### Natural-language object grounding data
+--
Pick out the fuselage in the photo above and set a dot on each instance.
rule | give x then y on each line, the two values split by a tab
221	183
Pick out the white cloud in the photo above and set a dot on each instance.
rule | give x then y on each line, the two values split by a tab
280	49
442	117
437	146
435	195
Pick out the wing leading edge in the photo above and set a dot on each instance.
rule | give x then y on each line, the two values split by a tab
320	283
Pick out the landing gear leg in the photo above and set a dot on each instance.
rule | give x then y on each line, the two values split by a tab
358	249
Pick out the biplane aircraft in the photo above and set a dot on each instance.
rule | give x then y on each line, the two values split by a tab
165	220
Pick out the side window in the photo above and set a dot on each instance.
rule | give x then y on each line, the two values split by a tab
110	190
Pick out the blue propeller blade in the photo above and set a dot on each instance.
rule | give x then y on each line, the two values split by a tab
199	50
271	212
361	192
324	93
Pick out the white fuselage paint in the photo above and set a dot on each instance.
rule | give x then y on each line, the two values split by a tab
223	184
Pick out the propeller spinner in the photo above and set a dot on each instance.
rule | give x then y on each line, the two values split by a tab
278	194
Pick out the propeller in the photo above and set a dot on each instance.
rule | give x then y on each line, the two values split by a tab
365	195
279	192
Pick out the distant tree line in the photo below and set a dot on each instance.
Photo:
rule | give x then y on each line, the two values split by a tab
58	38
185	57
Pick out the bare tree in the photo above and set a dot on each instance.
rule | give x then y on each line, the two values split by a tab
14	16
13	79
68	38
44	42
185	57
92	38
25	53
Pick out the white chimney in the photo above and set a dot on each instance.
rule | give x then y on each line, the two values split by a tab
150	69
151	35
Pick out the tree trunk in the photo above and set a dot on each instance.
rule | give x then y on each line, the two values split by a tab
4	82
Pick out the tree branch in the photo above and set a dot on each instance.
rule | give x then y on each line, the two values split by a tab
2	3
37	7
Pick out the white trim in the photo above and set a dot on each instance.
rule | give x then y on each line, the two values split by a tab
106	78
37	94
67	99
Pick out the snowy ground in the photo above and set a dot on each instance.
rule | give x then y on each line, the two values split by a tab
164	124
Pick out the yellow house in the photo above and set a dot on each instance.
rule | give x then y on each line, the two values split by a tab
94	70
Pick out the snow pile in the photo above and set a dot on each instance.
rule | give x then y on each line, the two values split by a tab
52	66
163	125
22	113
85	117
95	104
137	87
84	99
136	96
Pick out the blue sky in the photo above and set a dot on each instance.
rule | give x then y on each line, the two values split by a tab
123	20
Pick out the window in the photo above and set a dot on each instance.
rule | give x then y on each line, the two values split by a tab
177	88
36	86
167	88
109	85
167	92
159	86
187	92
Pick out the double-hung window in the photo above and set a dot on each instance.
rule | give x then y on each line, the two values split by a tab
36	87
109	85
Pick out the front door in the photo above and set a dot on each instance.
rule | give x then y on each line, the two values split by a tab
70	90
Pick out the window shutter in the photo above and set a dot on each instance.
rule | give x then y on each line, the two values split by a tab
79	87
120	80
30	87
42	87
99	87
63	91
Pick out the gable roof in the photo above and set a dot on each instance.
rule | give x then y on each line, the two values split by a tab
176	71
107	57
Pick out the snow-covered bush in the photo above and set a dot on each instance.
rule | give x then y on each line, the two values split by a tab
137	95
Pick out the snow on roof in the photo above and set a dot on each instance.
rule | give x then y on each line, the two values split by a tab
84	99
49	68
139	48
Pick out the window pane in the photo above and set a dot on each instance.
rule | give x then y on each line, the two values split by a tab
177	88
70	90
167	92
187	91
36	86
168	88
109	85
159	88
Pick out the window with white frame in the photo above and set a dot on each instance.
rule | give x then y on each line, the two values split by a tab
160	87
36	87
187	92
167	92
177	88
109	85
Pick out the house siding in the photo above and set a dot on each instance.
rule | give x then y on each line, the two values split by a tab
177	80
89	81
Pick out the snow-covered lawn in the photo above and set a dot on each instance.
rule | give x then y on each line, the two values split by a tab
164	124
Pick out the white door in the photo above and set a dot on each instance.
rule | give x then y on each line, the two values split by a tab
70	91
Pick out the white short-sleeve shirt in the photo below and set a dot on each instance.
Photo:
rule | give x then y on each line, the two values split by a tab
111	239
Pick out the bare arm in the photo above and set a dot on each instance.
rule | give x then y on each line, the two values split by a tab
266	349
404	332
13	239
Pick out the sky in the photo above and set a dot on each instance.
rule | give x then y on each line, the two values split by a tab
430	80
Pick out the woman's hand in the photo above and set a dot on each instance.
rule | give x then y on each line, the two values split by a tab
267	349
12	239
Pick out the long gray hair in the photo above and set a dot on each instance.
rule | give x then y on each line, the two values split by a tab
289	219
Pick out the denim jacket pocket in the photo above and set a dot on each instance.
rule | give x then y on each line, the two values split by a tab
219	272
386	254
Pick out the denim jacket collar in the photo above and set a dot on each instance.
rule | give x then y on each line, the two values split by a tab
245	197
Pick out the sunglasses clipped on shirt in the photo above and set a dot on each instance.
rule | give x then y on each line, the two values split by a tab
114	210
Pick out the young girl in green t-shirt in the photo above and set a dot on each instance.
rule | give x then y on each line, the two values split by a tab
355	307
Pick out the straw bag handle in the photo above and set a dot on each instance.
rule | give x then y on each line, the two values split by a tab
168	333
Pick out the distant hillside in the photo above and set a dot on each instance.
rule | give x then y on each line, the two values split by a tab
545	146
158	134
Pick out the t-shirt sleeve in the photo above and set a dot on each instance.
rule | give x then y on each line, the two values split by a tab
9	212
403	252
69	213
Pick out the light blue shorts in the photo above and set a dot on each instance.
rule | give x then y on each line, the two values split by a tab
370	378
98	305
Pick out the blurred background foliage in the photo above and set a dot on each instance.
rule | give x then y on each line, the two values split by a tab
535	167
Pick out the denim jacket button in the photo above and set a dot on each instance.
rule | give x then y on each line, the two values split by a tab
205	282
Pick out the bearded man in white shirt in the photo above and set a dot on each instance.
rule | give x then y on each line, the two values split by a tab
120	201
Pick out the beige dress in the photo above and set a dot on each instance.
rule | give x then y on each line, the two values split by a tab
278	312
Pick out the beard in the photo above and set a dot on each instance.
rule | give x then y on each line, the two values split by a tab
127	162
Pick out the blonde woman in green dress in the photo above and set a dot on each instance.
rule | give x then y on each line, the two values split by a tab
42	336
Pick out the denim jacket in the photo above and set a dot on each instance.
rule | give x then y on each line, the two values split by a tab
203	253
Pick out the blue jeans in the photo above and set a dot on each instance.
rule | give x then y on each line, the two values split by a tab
+--
### Work item
Copy out each line of the records where the string "white" appears.

### Completed task
Pick out the white cloud in the photo above and set a dot on each instance.
Pick out the white fuselage paint in the photo above and set a dot on each instance.
Pick out the white chimney in the photo above and set a dot on each instance.
Pick out the white trim in the photo above and set a dot on each instance.
Pick out the window with white frame in the photo above and set a dot on each instance.
Pick out the white door in the photo above and set a dot on each instance.
Pick out the white short-sleeve shirt in the photo below and set a dot on each instance.
Pick out the bearded man in white shirt in the photo above and set a dot on each instance.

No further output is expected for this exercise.